[WHAT YOU ARE ASKED TO DO] Reproduce every one of the following records verbatim, line for line, with no changes.

[DATA LISTING]
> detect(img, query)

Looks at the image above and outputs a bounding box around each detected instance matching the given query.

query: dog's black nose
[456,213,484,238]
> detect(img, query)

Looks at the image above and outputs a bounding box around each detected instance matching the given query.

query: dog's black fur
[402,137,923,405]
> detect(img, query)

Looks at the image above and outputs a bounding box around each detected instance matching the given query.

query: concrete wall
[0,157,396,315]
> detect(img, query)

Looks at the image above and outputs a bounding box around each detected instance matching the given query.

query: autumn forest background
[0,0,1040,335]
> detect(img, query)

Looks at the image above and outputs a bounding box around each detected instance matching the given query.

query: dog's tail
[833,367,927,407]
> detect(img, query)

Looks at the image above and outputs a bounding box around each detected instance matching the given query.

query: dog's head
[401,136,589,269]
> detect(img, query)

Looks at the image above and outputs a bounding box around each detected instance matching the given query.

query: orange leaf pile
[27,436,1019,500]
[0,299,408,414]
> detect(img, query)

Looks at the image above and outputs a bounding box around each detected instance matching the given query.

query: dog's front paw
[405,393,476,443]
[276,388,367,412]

[EXERCISE RESULT]
> detect(img, query)

Looks at the image above and outputs a bounding box around each detected instance matching the given query.

query: dog's black nose
[456,213,484,238]
> detect(img, query)

Looks at the image above and outputs a bounding box around each detected instance matching the given query.

query: dog's black fur
[402,137,923,405]
> detect(img, query)

Looks at the image above and outputs a bounding box around each detected instance matching the given query.

query: concrete wall
[0,157,396,315]
> detect(img, query)

Looks at the image above and outputs a bounding box around each detected instance matching the given query.

query: autumn forest background
[0,0,1040,335]
> detect(img, query)

Looks at the image above and outputs a bounding box around each detected instance matching the given query.

query: dog's tail
[833,367,927,407]
> detect(img, query)

Looks at the image above and outputs a bounding box around each detected instance matching the given query.

query: dog's head
[401,136,589,269]
> detect(img, query)

Looks at the image above and outputs a bounding box around each detected instance matching the given query.

query: orange leaf pile
[27,436,1019,500]
[0,299,408,414]
> detect(img, query)

Looks at the image above and outputs a bounding box around each detected instance matching the given query.

query: dog's front paw
[405,393,476,443]
[276,388,367,412]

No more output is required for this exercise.